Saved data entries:
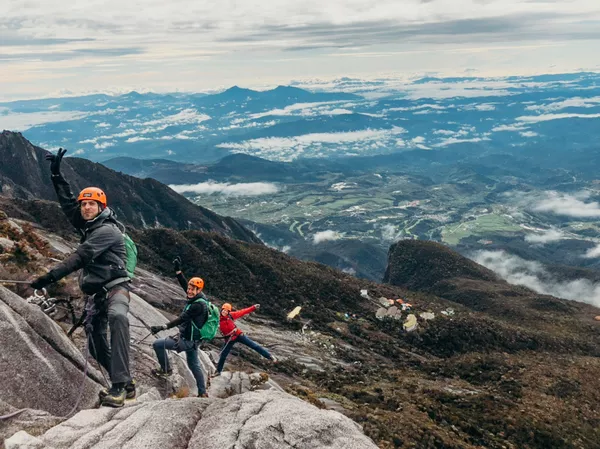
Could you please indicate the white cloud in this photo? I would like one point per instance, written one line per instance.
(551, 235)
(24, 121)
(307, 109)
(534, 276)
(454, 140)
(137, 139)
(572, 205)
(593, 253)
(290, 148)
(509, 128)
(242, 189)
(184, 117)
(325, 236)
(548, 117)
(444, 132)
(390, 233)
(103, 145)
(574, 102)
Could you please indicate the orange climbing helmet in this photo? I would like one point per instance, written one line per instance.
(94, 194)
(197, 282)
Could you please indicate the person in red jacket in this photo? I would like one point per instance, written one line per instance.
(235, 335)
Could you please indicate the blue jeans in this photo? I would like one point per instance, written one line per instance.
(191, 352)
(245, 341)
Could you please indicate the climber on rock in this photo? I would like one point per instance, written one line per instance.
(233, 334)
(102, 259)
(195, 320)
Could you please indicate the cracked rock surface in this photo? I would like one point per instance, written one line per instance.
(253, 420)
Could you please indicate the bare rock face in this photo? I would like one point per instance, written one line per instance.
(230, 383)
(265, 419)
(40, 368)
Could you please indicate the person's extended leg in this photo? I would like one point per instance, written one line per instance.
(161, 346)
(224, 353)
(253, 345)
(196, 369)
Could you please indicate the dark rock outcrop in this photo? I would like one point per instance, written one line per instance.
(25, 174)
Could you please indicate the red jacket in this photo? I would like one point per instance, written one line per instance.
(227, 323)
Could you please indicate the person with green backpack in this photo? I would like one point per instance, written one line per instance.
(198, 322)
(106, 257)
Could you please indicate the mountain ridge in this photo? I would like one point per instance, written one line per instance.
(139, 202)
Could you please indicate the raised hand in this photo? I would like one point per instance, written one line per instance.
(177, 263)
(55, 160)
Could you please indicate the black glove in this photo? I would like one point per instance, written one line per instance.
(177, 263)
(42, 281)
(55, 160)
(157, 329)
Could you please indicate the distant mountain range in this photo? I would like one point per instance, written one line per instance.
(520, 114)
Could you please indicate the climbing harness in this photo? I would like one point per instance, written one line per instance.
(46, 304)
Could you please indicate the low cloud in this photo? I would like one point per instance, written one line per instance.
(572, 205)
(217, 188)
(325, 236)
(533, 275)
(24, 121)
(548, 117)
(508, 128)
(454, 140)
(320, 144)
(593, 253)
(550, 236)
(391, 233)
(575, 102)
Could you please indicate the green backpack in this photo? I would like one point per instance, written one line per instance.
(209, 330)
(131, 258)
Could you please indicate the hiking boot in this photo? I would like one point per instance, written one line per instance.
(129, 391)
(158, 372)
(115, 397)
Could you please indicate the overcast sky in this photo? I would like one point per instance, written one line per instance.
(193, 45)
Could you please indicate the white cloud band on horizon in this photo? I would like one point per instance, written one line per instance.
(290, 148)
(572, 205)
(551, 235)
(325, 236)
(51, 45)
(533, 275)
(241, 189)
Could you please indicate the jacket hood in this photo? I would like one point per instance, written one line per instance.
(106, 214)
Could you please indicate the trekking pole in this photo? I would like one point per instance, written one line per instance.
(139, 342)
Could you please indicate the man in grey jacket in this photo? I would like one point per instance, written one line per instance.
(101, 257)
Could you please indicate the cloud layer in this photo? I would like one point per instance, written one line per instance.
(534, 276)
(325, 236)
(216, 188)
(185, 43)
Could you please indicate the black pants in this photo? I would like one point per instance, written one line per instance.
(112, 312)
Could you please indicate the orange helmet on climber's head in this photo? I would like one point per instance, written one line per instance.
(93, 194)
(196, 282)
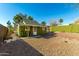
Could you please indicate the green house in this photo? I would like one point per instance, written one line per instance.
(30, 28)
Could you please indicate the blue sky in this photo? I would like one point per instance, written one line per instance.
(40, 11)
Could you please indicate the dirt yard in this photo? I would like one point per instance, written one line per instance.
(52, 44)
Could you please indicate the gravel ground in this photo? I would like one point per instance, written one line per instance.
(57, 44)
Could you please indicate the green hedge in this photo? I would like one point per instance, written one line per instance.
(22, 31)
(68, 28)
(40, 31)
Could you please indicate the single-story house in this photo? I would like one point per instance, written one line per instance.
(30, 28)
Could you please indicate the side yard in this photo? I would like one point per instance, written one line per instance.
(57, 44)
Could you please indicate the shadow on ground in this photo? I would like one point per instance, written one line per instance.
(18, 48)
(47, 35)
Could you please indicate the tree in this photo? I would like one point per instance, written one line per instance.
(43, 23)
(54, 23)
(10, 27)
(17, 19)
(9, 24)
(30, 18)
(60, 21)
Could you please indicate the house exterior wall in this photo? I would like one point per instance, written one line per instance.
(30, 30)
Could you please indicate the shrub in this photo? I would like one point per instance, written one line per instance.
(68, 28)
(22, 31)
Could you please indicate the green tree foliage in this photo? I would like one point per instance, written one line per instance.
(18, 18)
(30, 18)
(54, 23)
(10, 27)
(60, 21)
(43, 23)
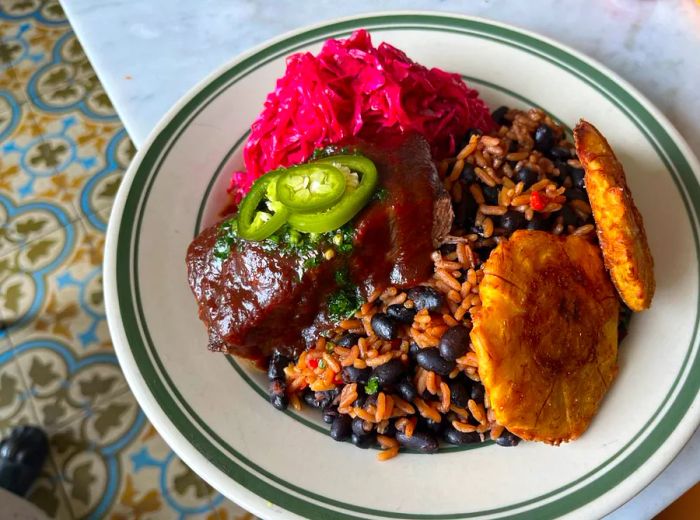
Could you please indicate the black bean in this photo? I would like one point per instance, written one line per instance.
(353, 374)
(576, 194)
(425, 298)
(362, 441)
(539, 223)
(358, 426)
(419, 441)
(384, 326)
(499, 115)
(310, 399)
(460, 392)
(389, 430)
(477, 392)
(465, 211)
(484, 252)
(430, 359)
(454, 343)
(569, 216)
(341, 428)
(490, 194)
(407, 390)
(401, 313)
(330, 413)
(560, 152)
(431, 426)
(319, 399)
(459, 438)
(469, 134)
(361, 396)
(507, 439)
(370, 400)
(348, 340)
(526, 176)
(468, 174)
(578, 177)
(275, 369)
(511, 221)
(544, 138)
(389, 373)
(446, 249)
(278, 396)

Task to complete:
All lines from the line containing "Could you please indicate the green tree" through the end of the listing above are to be given again exactly; pictures are not part of the copy.

Answer to the task:
Could you please indicate the green tree foliage in this photo? I would like one point per instance, written one line per instance.
(18, 18)
(30, 18)
(54, 23)
(10, 27)
(60, 21)
(43, 23)
Could you please indicate the black bean in this photo? I would like one point per instance, written one line per instance.
(353, 374)
(576, 194)
(425, 298)
(362, 441)
(539, 223)
(358, 426)
(419, 441)
(384, 326)
(499, 115)
(310, 399)
(460, 392)
(389, 430)
(477, 392)
(465, 211)
(484, 252)
(430, 359)
(454, 343)
(569, 216)
(341, 428)
(490, 194)
(407, 390)
(401, 313)
(330, 413)
(560, 152)
(431, 426)
(319, 399)
(459, 438)
(469, 134)
(361, 396)
(507, 439)
(370, 400)
(348, 340)
(526, 176)
(468, 174)
(578, 177)
(275, 369)
(511, 221)
(544, 138)
(389, 373)
(446, 249)
(278, 396)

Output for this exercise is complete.